TASKS AND EXERCISES>
1 - Summarize the passage on the forgiveness of sins in two sentences.
2 - Carry on the passage on the forgiveness of sins, starting right after its last sentence.

[BEGIN EXCERPTED PASSAGE]

False deductions have been made from the central doctrine, and false presentations of that doctrine in the process of the centuries. By false, I mean untrue to the earliest teaching of Christ and His apostles as that teaching is recorded for us in the Scriptures of the New Testament.
Perhaps the most glaring of the false deductions was that which was known as the Antinomian heresy, which was that because God has in His grace provided perfect redemption it does not at all matter how a man lives.
Perhaps the supreme illustration of what I mean by false presentations was to be found in that most remarkable movement which preceded the reformation, and had its head center of exposition in Tetzel, who preached that by certain payment on their part men might receive indulgence to sin. These false deductions, and false presentations, as well as the simple proclamation of the New Testament declaration, do prove that the idea of the forgiveness of sins has obtained in the Christian Church from the beginning until now.
This belief is based on belief in the government of God, the conviction of righteousness, and the consciousness of sin.

[END EXCERPTED PASSAGE]
[BEGIN RECORDED DATA]

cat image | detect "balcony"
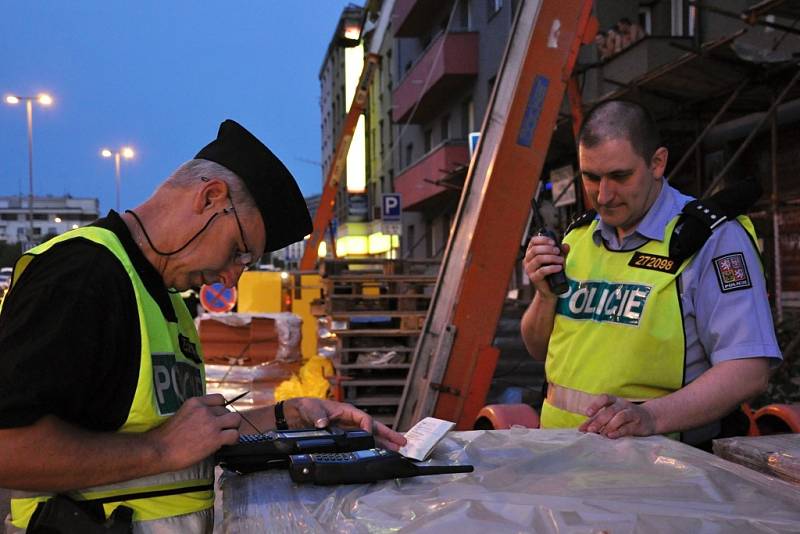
[392,32,478,123]
[392,0,444,37]
[583,36,692,102]
[394,141,469,211]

[END RECORDED DATA]

ANSWERS FOR THE EXERCISE>
1 - Over the centuries, the central Christian doctrine has suffered false deductions, such as the Antinomian heresy's claim that perfect redemption makes a person's way of living irrelevant, and false presentations, such as Tetzel's preaching that payment could buy indulgence to sin. These distortions, along with the New Testament's plain declaration, prove that the idea of the forgiveness of sins has held in the Christian Church from the beginning, a belief based on God's government, the conviction of righteousness, and the consciousness of sin.

2 -
The idea of forgiveness of sins cannot be present to the mind of the man who does not believe in the existence and government of God. Therefore, all we said last Saturday night must be taken for granted as we take up this second problem of the religious life. God is, and God governs. If you deny these things then you deny sin, and this inquiry as to whether God can forgive sins is absurd. Unless we find common ground in this premise we certainly shall not find a common resting place in the conclusions that I shall draw. To admit the government of God is to be convinced of His righteousness, and that conviction is ever followed by the consciousness of sins. Do you quarrel with me at that point? Do you question the accuracy of what I am now taking for granted? If for a moment you grant the idea of righteousness, measure yourself by that idea, and tell me if you have realized the ideal. I do not care, for the moment, whether your father was a sinner, or whether Adam fell. I care very much about these things on other occasions and in other directions, but not now. See God, and righteousness, and immediately, if you are honest, you will say I have failed. I think there is no man here who knows what righteousness is, who has had the first faint idea of the ideal of perfection and of beauty, but who is compelled to say, While I see it, and believe in it, and admire it, I have not realized it. That is the consciousness of sin. It may bring no terror to the heart, but it is there. It is only as these things are recognized that we make such an inquiry as the inquiry of our subject tonight. Taking these things for granted, I inquire, Can a just God forgive sins?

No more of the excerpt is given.